● Text excerpt:
———

DE YTA: The same as always, a lack of interest in the band. When he first joined us and knew about the recording of the album and the trip to Sweden he came and constantly rehearsed. He had no problems with that. We were happy with his work and he was into it, although there was the detail that that he didn't wanted to play any of the previous material. At that time it wasn't that important because we focused on the new stuff. After the recording though it became important for us that he begin playing our old stuff as well, but he didn't want to. He would find any excuse not to do it and then he started missing rehearsals. We had many discussions with him about that, so we came to a point were we had to do something. We had to fire him. We don't want lazy people to stop us. Now we are looking for a replacement, but this time we will be more careful with the recruitment.

METALLIAN: More importantly, unless the last drummer owned the band's name, it is difficult to understand why you would change the moniker if the style will remain the same - just as Buried Dreams was beginning to gain momentum.
DE YTA: Yes, I know. It is a hard decision. We own the name, but we have come to a point where changes have to be made. It's our third album and we have changed the line-up with every album. In a way it has affected the bands sound. We now know exactly what we want and how we want it to sound. I think it's a good time to make that kind of a decision. The name Buried Dreams is very important for us, but we are not afraid of change. I mean changing the name doesn't mean that we want to deny our past or forget it: never! We have learned so much in these years and we appreciate all the support from the fans, fanzines and the label. One thing is sure, we won't let them down! We will continue making aggressive and heavy music. We will have to launch a great promotional campaign so that everybody that knows us, knows about the name change. It's a big risk, but we will take it! We will keep burying our dreams!

METALLIAN: In which order did you use the Darkgate, Blackfire and Abismo monikers?
DE YTA: Darkgate was the first name of the band. That is when we had our first drummer. I don't really remember when we stopped using it. Then when we were looking for a new drummer we said, 'OK, let's use Blackfire instead,' but we used that name probably only for several weeks until we found the new drummer who wanted to use a Spanish word. As such we came up with Abismo, which means Abyss, but as soon as the other guy jammed with us we decided to look for another name. Which is when we switched to Buried Dreams.

METALLIAN: You also once employed a keyboardist! Why?

———

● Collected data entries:
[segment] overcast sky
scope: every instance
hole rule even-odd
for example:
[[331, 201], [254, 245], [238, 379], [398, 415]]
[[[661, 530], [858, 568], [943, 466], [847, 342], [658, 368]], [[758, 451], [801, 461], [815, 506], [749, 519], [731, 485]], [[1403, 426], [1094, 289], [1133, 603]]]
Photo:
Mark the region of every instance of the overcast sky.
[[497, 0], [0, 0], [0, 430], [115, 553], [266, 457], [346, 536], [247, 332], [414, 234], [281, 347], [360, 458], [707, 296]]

———

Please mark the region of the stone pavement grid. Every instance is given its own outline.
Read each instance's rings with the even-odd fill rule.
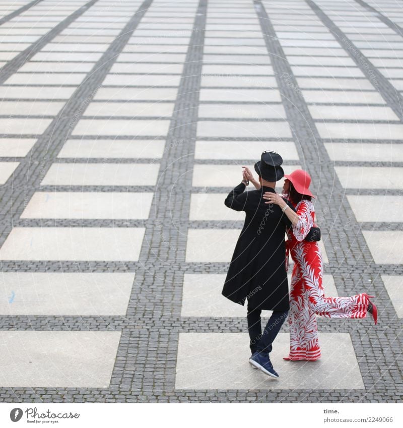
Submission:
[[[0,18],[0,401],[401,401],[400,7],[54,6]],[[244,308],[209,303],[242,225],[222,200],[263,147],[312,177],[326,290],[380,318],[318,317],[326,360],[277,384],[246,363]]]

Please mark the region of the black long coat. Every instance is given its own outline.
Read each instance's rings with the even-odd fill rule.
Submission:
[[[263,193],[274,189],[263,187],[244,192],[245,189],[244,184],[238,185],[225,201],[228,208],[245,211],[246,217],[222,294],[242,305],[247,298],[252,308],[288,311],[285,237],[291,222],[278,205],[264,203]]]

———

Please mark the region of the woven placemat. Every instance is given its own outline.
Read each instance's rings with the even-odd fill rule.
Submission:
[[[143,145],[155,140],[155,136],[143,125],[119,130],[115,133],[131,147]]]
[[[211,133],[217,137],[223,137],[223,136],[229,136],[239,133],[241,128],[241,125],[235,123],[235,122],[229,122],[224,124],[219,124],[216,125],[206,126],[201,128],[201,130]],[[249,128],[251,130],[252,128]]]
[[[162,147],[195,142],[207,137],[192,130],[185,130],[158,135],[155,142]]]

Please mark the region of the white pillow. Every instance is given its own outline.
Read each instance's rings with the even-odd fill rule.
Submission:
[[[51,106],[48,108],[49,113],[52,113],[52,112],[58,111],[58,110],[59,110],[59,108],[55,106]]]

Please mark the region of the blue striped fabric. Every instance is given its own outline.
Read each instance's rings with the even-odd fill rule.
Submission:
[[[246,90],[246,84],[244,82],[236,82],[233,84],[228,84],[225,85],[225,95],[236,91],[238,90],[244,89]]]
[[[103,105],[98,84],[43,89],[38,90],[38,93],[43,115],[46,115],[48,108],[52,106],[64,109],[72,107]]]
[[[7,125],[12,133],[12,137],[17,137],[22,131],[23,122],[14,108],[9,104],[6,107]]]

———

Pick up the Buried Dreams interview above at the point where it stops and carry it forward.

DE YTA: Yes, on our first two albums we used keyboards, but then after the tour for Perceptions we fired Ivan because he wasn't one hundred-percent into what we were doing. We were looking for a replacement, but when we started writing the new song we noticed that we didn't need keyboards. We decided to go on like that. We just used them in one song on that album and the bass player recorded them so it wasn't a problem.
Ivan is finishing his studies right now, he is still a very good friend of ours, but he is not playing music anymore.

METALLIAN: Was your former name inspired by Carcass? I ask because the choice is an odd one given your sound.
DE YTA: This is something strange, as we really didn't take the name from the Carcass song you mention. We had a song called Shining On Your Dreams which had very deep lyrics. We liked the song a lot and when we were discussing the band's name we came up with many options but none of them were totally convincing. So we then started deriving names from our song names. We mixed dreams with many words and the bass player came up with Buried Dreams which we liked a lot. We didn't have Carcass in mind, but we then realized the similarity which wasn't a problem for us. We decided to keep the name. Later when we were thinking about a bonus track for the Perception album we thought it was a good idea to cover that song in honour of the name!

METALLIAN: You came close to, but didn't quite explain how exactly you got signed to Oz Productions. Were there other offers?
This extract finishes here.